◆ To do ◆
Update the passage on Akin's remarks from "It's a five-step" up to and including "they were raped.)", and replace "rigid ideology" with "inflexible ideology" in it.

[Document segment — start]

Instant pandemonium. But why should that be so? What did Akin actually do?

It's a five-step process:

1. You have a rigid ideology that is absolutely opposed to a given action (like abortion).
2. There are empirical facts that make your absolutist position untenable (sometimes women are pregnant not because they chose to be, but because they were raped.)
3. Find a crackpot scientist (one sharing your ideological idiosyncrasies) who will explain away the inconveint fact (Women who have really been raped don't get pregnant!)
4. Ignore the vast scientific evidence to the contrary.
5. Promote the conspiracy theory as scientific fact.

Why did Akin think he was going to get away with this sophistry? Because he and his party have been playing this game, routinely and increasingly blatantly, for years. How would he know that all of a sudden ignoring the scientific consensus and promoting pseudoscience would blow up in his face? Compare his remarks on climate change
AKIN: This whole thing strikes me if it weren’t so serious as being a comedy you know. I mean, we just went from winter to spring. In Missouri when we go from winter to spring, that’s a good climate change. I don’t want to stop that climate change you know. Who in the world want to put politicians in charge of the weather anyways? What a dumb idea….
Some of the models said that we’re going to have surf at the front steps of the Capitol pretty soon. I was really looking forward to that….
 His official website trots out some more old canards (h/t Grist):
Although some of the physics and meteorology surrounding climate is well understood, the question of predicting future climate trends as well as man’s ability to definitively influence them is still an active field of scientific research. Moreover, despite our desire for complete certainty, we must understand that global climate is very complex phenomena. No one variable can be taken as the sole driver of climate and there exist cycles within cycles of meteorological variability. Scientists state that the planet has gone through many natural heating and cooling cycles over the last thousand years.
While scientists understand that increased levels of CO2 and other greenhouse gases work to trap heat, those gases are not the only variables when it comes to Earth’s temperature trends. For example, the sun itself has variable output, which affects temperature cycles. Currently, scientists are somewhat puzzled by a current-extended minimum in solar activity. Such a long-term lack of solar output in the early 18th century, referred to as the Maunder Minimum, is thought to have contributed to the last mini-ice age. Of course, factors such as solar variability — that could cause a mini-ice age — would probably not afford a man-made solution.
So here's the real question: why does the one public endorsement of pseudoscience spark outrage, while the other gets ignored? What's the difference? Where is the "Akin line" that separates comments like Michele Bachmann's, blaming the HPV vaccine for mental retardation, with these, from Akin's colleagues:
The committee’s chair, Ralph Hall (R-Texas), lumps “global freezing” together with global warming, which he doesn’t believe humans can significantly impact because “I don’t think we can control what God controls.” Dana Rohrbacher (R-CA) thinks cutting down trees reduces levels of greenhouse gases they absorb. Mo Brooks (R-Alabama) still trots out the debunked notion that a scientific consensus existed in the 1970s on “global cooling,” which he portrays as a scare concocted by scientists “in order to generate funds for their pet projects.”

Dan Benishek (R-Michigan) strikes that climate-scientists-as-charlatans note, dismissing contemporary research as “all baloney. I think it’s just some scheme.” Paul Broun (R-Georgia) says that “Scientists all over this world say that the idea of human-induced global climate change is one of the greatest hoaxes perpetrated out of the scientific community.”

[Document segment — finish]
[Entries provided — start]

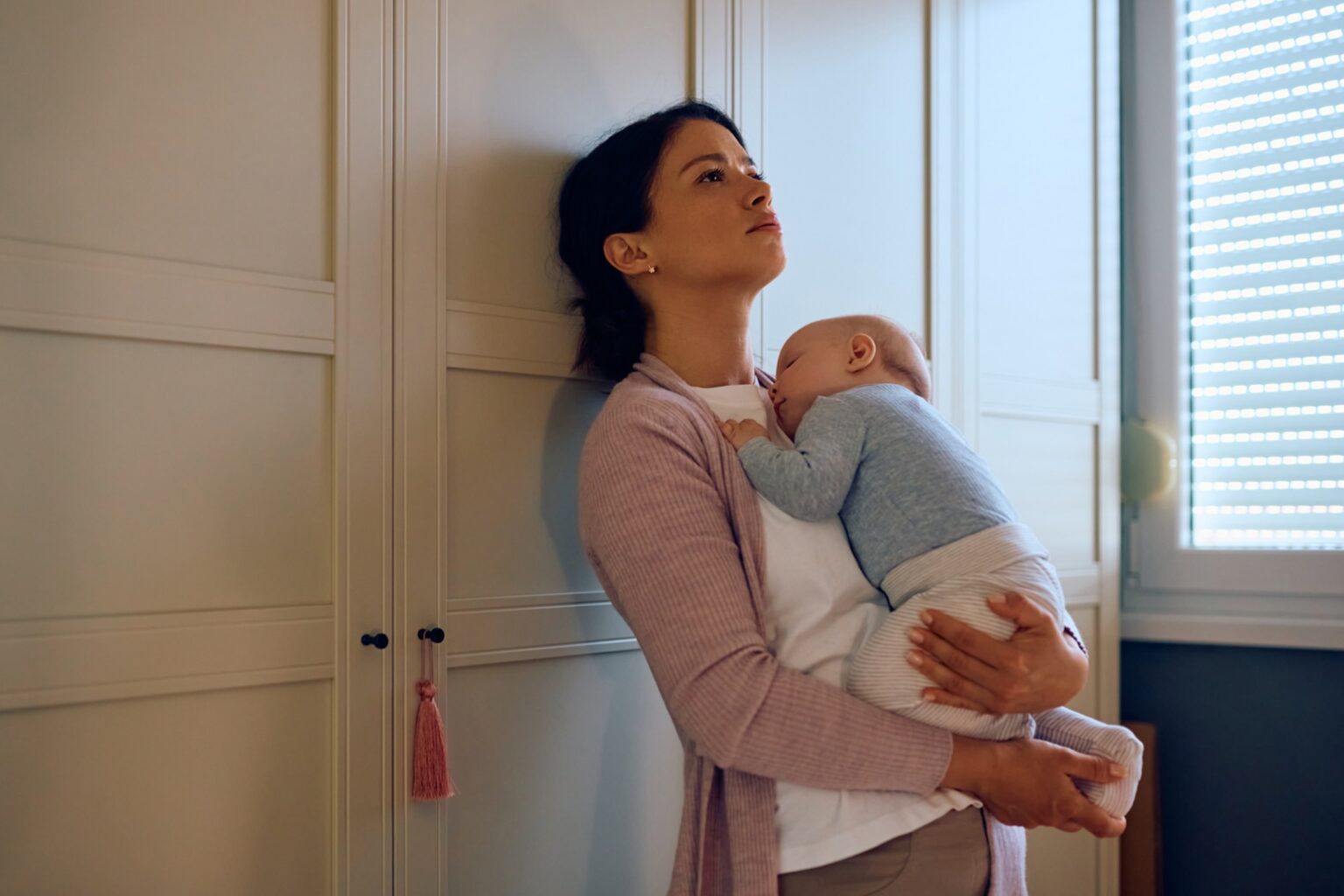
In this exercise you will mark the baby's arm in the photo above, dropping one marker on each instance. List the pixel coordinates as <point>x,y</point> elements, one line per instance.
<point>812,480</point>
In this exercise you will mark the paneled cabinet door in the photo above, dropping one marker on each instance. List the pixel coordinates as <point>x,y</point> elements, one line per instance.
<point>195,481</point>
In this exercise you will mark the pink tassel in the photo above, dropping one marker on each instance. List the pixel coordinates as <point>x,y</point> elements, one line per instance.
<point>429,766</point>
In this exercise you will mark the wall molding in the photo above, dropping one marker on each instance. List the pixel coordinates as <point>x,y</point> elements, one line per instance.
<point>80,660</point>
<point>511,340</point>
<point>1239,632</point>
<point>80,291</point>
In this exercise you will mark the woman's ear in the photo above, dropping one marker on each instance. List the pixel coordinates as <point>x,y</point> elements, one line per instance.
<point>626,256</point>
<point>863,352</point>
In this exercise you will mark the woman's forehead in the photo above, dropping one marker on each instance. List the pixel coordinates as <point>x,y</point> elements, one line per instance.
<point>701,137</point>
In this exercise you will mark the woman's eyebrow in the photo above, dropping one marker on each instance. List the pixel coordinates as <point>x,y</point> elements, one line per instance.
<point>714,156</point>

[Entries provided — finish]

◆ Solved problem ◆
It's a five-step process:

1. You have a inflexible ideology that is absolutely opposed to a given action (like abortion).
2. There are empirical facts that make your absolutist position untenable (sometimes women are pregnant not because they chose to be, but because they were raped.)